[Entries for bounding box labeling]
BEGIN

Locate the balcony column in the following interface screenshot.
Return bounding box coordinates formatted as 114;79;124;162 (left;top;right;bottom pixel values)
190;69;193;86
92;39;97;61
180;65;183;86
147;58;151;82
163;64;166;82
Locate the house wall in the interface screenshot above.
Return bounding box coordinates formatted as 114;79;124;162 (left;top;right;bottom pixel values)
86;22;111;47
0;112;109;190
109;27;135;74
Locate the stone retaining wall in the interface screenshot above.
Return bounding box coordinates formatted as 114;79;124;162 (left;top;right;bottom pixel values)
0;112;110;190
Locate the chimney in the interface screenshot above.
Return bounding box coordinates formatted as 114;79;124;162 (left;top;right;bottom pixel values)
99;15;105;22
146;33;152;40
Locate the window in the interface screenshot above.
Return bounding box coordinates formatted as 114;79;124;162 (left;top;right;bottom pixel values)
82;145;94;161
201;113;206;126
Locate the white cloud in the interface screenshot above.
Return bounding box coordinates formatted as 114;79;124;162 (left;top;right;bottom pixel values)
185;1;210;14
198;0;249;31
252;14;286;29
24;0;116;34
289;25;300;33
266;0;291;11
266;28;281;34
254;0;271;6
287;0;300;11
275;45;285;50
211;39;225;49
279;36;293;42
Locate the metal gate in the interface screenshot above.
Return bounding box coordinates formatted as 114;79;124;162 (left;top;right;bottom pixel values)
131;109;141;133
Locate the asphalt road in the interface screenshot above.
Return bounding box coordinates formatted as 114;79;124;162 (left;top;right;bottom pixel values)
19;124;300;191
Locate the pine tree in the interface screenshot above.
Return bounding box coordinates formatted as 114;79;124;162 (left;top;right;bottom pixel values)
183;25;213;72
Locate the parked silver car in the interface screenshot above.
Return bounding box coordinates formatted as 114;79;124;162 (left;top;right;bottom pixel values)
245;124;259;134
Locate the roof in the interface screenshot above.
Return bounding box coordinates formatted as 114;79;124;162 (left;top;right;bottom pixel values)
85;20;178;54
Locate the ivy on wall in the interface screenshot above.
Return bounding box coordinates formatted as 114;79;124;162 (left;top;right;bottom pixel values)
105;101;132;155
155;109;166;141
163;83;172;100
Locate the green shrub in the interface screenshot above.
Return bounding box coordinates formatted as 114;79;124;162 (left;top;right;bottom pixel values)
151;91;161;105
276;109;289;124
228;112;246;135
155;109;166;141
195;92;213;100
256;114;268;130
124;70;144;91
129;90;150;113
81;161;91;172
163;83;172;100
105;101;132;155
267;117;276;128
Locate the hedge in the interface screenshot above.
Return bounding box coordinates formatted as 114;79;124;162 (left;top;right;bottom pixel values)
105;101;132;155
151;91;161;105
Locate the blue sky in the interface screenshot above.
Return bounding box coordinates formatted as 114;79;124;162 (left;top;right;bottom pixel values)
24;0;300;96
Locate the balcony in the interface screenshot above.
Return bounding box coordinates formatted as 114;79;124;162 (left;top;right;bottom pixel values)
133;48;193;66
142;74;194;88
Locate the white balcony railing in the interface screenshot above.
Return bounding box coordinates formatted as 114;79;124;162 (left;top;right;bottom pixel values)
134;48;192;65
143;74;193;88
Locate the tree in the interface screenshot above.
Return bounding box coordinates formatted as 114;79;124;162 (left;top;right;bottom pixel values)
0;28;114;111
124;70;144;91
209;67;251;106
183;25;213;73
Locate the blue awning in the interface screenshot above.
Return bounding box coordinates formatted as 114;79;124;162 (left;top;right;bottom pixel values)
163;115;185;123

END

→ **Directions**: Reproduce the listing above in full, swapping every occurrence of "Locate" for "Identify" and leaving everything else unchanged.

→ **Finished exercise**:
Identify the balcony column in the following interface screenshot.
Return bounding box coordinates formatted as 114;79;124;162 (left;top;right;bottom pixel values)
190;69;193;86
92;39;97;61
180;65;183;86
147;58;151;82
163;64;166;82
Identify the house wall in the interface screenshot above.
Return bounding box coordinates formatted as 114;79;124;162 (left;top;right;bottom pixel values)
86;22;111;47
0;112;109;190
109;27;135;74
Identify the stone retaining wall in the interface screenshot above.
Return bounding box coordinates formatted as 114;79;124;162 (left;top;right;bottom pixel values)
0;112;110;190
Identify the chimney in the interface screenshot above.
Return bounding box coordinates formatted as 114;79;124;162 (left;top;right;bottom pixel values)
99;15;105;22
146;33;152;40
Identify the window in the interface screenshot above.
Return bounding box coordinates formatted as 114;79;124;162 (left;top;right;bottom pixel values)
82;145;94;161
201;113;206;126
Identify the white cloud in the interface screenshot above.
Return bounding box coordinates formatted as 114;79;124;162 (left;top;right;bottom pixel values)
185;1;210;14
198;0;249;31
252;14;286;29
24;0;116;34
289;25;300;33
266;0;291;11
266;28;281;34
254;0;271;6
287;0;300;11
275;45;285;50
211;39;225;49
279;36;293;42
Identify the metal gate in the interface screenshot above.
Return bounding box coordinates formatted as 114;79;124;162 (left;top;right;bottom pixel values)
131;109;141;133
Identify the asphalt road in the interface screenshot above.
Return bounding box coordinates formatted as 114;79;124;162 (left;top;right;bottom pixel values)
19;124;300;191
Identify the pine tree in the interface screenshot above.
Return bounding box coordinates formatted as 114;79;124;162 (left;top;right;bottom pixel values)
183;25;213;72
Identify the parked silver car in the interface screenshot above.
Return bounding box coordinates formatted as 114;79;124;162 (left;top;right;bottom pixel values)
245;124;259;134
Identify the roof in the interface screenshot above.
Return bounding box coordinates formatted as 114;79;124;162 (left;top;right;bottom pixel values)
85;20;178;54
Identify the ivy on wall in the interface screenshot above.
Return bounding box coordinates formatted as 114;79;124;162 (left;top;right;bottom pixel values)
105;101;132;155
155;109;166;141
163;83;172;100
Identify the green shrub in the interface screenshot above.
Return bounding box coordinates formatted as 114;79;124;162 (left;top;right;bottom pixel values)
151;91;161;105
276;109;289;124
228;112;246;135
155;109;166;141
195;92;213;100
256;114;268;130
124;70;144;91
129;90;150;113
81;161;91;172
163;83;172;100
105;101;132;155
267;117;276;128
Identify the hedge in the interface screenshot above.
Return bounding box coordinates formatted as 114;79;124;162 (left;top;right;bottom pixel values)
105;101;132;155
151;91;161;105
Identify the blue sky in the interface screenshot above.
Return bounding box coordinates formatted as 114;79;124;162 (left;top;right;bottom pixel values)
24;0;300;96
Identify the balcony in the interface screenshot above.
Return bounding box coordinates formatted as 114;79;124;162 (left;top;right;bottom pixel values)
133;48;193;66
142;74;194;88
Identify the white balcony railing in the interface screenshot above.
Return bounding box coordinates formatted as 114;79;124;162 (left;top;right;bottom pixel values)
134;48;192;65
143;74;193;88
Identify the tree in the interface screenshot above.
Return bounding box coordinates formatted as 114;79;124;162 (left;top;right;bottom pixel values)
0;28;114;111
124;70;144;91
209;67;251;106
183;25;213;73
Identify the blue awning in the interface screenshot above.
Return bounding box coordinates formatted as 114;79;124;162 (left;top;right;bottom pixel values)
163;115;185;123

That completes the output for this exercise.